**Problems to solve**
• a. In the forum thread about BULK INSERT with an identity column, list every option in the WITH clause of the first BULK INSERT query shown.
• b. Carry on the forum thread about BULK INSERT with an identity column from the point where it stops.

**Extract**
BULK INSERT with identity (auto-increment) column - sql-server

I am trying to add bulk data in database from CSV file.
Employee table has a column ID (PK) auto-incremented.
CREATE TABLE [dbo].[Employee](
[id] [int] IDENTITY(1,1) NOT NULL,
[Name] [varchar](50) NULL,
[Address] [varchar](50) NULL
) ON [PRIMARY]
I am using this query:
BULK INSERT Employee FROM 'path\tempFile.csv '
WITH (FIRSTROW = 2,KEEPIDENTITY,FIELDTERMINATOR = ',' , ROWTERMINATOR = '\n');
.CSV File -
Name,Address
name1,addr test 1
name2,addr test 2
but it results in this error message:
Bulk load data conversion error (type mismatch or invalid character for the specified codepage) for row 2, column 1 (id).

Add an id column to the csv file and leave it blank:
id,Name,Address
,name1,addr test 1
,name2,addr test 2
Remove KEEPIDENTITY keyword from query:
BULK INSERT Employee FROM 'path\tempFile.csv '
WITH (FIRSTROW = 2,FIELDTERMINATOR = ',' , ROWTERMINATOR = '\n');
The id identity field will be auto-incremented.
If you assign values to the id field in the csv, they'll be ignored unless you use the KEEPIDENTITY keyword, then they'll be used instead of auto-increment.

Don't BULK INSERT into your real tables directly.
I would always
insert into a staging table dbo.Employee_Staging (without the IDENTITY column) from the CSV file
possibly edit / clean up / manipulate your imported data
and then copy the data across to the real table with a T-SQL statement like:
INSERT INTO dbo.Employee(Name, Address)
SELECT Name, Address
FROM dbo.Employee_Staging

I had a similar issue, but I needed to be sure that the order of the ID is aligning to the order in the source file.

**Dataset records**

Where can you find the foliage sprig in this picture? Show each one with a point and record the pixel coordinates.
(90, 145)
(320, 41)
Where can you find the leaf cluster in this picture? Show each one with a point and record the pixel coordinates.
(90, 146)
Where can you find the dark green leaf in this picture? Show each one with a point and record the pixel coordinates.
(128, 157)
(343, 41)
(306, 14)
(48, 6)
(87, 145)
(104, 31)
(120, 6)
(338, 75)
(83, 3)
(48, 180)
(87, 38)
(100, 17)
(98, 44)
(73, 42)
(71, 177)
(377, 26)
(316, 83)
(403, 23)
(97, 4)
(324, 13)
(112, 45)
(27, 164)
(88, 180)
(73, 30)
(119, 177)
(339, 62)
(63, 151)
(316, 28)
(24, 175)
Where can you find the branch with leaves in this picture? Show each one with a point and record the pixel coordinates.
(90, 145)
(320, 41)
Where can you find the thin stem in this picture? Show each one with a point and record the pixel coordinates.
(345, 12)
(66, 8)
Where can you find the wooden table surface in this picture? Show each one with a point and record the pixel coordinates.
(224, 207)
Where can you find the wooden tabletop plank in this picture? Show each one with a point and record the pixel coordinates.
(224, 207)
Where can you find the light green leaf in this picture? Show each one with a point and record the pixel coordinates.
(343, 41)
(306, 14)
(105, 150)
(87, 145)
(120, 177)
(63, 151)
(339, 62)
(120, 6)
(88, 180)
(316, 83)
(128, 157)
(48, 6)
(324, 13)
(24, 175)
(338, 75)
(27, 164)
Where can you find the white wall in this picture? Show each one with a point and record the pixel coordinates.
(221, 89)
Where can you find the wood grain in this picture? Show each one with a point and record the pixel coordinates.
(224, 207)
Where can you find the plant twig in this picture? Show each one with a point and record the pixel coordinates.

**Answers for the tasks**
• a.
FIRSTROW = 2
KEEPIDENTITY
FIELDTERMINATOR = ','
ROWTERMINATOR = '\n'

• b.
My solution is using a VIEW for the BULK INSERT:
Keep your table as it is and create this VIEW (select everything except the ID column)
CREATE VIEW [dbo].[VW_Employee]
AS
SELECT [Name], [Address]
FROM [dbo].[Employee];
Your BULK INSERT should then look like:
BULK INSERT [dbo].[VW_Employee] FROM 'path\tempFile.csv '
WITH (FIRSTROW = 2,FIELDTERMINATOR = ',' , ROWTERMINATOR = '\n');

You have to do bulk insert with format file:
BULK INSERT Employee FROM 'path\tempFile.csv '
WITH (FORMATFILE = 'path\tempFile.fmt');
where format file (tempFile.fmt) looks like this:
11.0 2 1 SQLCHAR 0 50 "\t"  2  Name   SQL_Latin1_General_CP1_CI_AS
2 SQLCHAR 0 50 "\r\n" 3  Address  SQL_Latin1_General_CP1_CI_AS
more details here - http://msdn.microsoft.com/en-us/library/ms179250.aspx

My solution is to add the ID field as the LAST field in the table, thus bulk insert ignores it and it gets automatic values. Clean and simple ...
For instance, if inserting into a temp table:
CREATE TABLE #TempTable
(field1 varchar(max), field2 varchar(max), ...
ROW_ID int IDENTITY(1,1) NOT NULL)
Note that the ROW_ID field MUST always be specified as LAST field!

Create a table with Identity column + other columns;
Create a view over it and expose only the columns you will bulk insert;
BCP in the view

I had this exact same problem which made loss hours so i'm inspired to share my findings and solutions that worked for me.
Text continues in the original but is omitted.